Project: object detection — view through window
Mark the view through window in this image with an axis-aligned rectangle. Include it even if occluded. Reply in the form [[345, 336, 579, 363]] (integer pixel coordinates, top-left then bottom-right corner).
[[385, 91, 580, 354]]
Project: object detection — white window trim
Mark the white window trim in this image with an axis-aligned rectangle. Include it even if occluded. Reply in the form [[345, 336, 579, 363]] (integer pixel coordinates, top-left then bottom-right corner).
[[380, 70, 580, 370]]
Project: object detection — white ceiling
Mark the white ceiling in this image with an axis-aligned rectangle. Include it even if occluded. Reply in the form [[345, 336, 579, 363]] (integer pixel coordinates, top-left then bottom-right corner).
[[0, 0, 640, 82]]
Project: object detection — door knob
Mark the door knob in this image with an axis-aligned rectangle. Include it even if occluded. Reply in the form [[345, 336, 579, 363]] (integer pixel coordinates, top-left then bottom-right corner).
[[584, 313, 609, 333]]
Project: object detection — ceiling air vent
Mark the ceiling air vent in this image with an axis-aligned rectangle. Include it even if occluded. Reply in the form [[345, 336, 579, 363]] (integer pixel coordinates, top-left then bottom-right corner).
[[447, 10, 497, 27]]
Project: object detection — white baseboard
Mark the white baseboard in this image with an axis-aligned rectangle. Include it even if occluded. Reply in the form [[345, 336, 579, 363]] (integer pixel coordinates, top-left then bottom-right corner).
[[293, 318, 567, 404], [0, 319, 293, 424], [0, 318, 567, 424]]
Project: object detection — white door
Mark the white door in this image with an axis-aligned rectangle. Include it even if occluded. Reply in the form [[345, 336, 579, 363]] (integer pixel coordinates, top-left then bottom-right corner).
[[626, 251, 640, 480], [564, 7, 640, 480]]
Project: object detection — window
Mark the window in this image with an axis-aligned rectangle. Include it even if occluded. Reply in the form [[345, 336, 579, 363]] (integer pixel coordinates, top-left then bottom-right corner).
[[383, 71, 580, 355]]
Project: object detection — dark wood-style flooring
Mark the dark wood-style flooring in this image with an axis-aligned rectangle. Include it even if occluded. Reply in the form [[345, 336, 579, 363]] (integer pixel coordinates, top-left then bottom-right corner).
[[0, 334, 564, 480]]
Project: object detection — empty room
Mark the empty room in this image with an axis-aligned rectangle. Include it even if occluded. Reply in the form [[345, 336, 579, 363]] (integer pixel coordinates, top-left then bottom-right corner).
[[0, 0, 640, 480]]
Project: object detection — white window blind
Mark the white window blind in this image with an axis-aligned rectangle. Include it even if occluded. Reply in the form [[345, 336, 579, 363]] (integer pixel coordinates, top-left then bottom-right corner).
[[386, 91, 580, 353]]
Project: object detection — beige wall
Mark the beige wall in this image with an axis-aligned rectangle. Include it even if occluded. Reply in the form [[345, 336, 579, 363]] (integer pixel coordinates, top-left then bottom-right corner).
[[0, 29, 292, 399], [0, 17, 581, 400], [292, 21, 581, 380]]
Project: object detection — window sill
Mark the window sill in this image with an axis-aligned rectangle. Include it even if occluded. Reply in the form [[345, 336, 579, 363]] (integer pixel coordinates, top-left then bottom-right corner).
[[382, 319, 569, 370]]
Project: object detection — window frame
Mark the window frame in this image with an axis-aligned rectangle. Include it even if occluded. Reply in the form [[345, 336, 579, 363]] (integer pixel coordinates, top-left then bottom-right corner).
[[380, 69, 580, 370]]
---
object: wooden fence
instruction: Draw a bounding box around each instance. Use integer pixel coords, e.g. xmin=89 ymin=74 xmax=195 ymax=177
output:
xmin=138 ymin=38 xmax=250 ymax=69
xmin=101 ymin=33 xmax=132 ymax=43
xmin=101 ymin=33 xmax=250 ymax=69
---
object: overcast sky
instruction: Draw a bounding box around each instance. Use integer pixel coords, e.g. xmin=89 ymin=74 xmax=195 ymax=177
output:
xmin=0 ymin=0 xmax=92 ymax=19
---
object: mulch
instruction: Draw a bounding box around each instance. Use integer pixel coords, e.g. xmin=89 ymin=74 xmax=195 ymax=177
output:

....

— Exercise description —
Type out the material again exactly as presented.

— Completed task —
Project: object detection — view through window
Mark the view through window in this image with an axis-aligned rectangle. Include it even if occluded. Reply in the form [[345, 336, 579, 363]] (integer pixel coordinates, top-left then bottom-right corner).
[[385, 91, 580, 354]]
Project: object detection — white window trim
Mark the white window trim in this image with an axis-aligned rectangle. Include it even if occluded. Reply in the form [[345, 336, 579, 363]] (integer pixel coordinates, top-left then bottom-right corner).
[[380, 70, 580, 370]]
Project: object detection — white ceiling
Mark the white ceiling in this image with an axis-aligned rectangle. Include it even if occluded. Reply in the form [[345, 336, 579, 363]] (integer pixel coordinates, top-left then bottom-right corner).
[[0, 0, 640, 82]]
Project: object detection — door knob
Mark the door knob in this image with an axis-aligned rectangle. Include it even if occluded. Reply in the form [[345, 336, 579, 363]] (integer pixel coordinates, top-left then bottom-right corner).
[[584, 313, 609, 333]]
Project: object detection — ceiling air vent
Mark the ceiling air vent in this image with an axis-aligned rectangle. Include it even if occluded. Reply in the form [[345, 336, 579, 363]] (integer pixel coordinates, top-left then bottom-right corner).
[[447, 10, 497, 27]]
Project: object detection — white baseboard
Mark the white baseboard in this image with an axis-aligned rectangle. Include it even if occluded. Reply in the form [[345, 336, 579, 363]] (integer pixel coordinates, top-left then bottom-right corner).
[[293, 318, 567, 404], [0, 319, 293, 424], [0, 318, 567, 424]]
Project: object detection — white door
Mark the white door in this image with an axis-aligned rectangle. Include it even if occluded. Reply in the form [[345, 336, 579, 363]] (integer pixel coordinates, top-left then bottom-right corner).
[[626, 251, 640, 480], [564, 7, 640, 480]]
Project: object detection — window
Mark the window in this image with an axis-aligned rectangle. Include it even if occluded. Reply in the form [[345, 336, 579, 363]] (integer pixel coordinates, top-left then bottom-right corner).
[[383, 71, 580, 355]]
Project: object detection — dark wood-style flooring
Mark the dark wood-style flooring in this image with an axis-aligned rectangle. Include it even if occluded. Reply in the form [[345, 336, 579, 363]] (integer pixel coordinates, top-left then bottom-right corner).
[[0, 334, 564, 480]]
Project: object detection — empty room
Mark the empty room in this image with an axis-aligned rectangle. Include it even if occluded. Reply in the form [[345, 336, 579, 363]] (integer pixel coordinates, top-left then bottom-right corner).
[[0, 0, 640, 480]]
Project: object detection — white window blind
Mark the white window blind in this image with an axis-aligned rectangle. Include it even if occluded. Reply in the form [[345, 336, 579, 363]] (integer pixel coordinates, top-left then bottom-right corner).
[[386, 91, 580, 353]]
Project: object detection — beige wall
Mark the beige wall in this image with an axis-aligned rectangle. Include it even if occluded. Reply in the form [[345, 336, 579, 363]] (integer pixel coordinates, top-left then bottom-right corner).
[[0, 29, 292, 399], [0, 17, 581, 400], [292, 21, 581, 380]]
Project: object detection — window sill
Mark the window sill in this image with an axis-aligned rectangle. Include it even if occluded. Reply in the form [[345, 336, 579, 363]] (integer pixel coordinates, top-left then bottom-right corner).
[[382, 319, 569, 370]]
Project: object detection — window frame
Mark the window frame in this image with an axis-aligned rectangle. Include it even if occluded. Reply in the form [[345, 336, 579, 363]] (integer pixel coordinates, top-left then bottom-right corner).
[[380, 69, 580, 370]]
---
object: wooden fence
instruction: Draw a bounding box around each instance. Use integer pixel coords, e.g. xmin=89 ymin=74 xmax=195 ymax=177
output:
xmin=138 ymin=38 xmax=250 ymax=69
xmin=101 ymin=33 xmax=132 ymax=43
xmin=101 ymin=33 xmax=250 ymax=69
---
object: overcast sky
instruction: Draw a bounding box around each instance. Use integer pixel coords, e.g. xmin=89 ymin=74 xmax=195 ymax=177
output:
xmin=0 ymin=0 xmax=92 ymax=19
---
object: mulch
instruction: Draw a bounding box around each instance. Use integer pixel coords, e.g. xmin=89 ymin=74 xmax=195 ymax=177
output:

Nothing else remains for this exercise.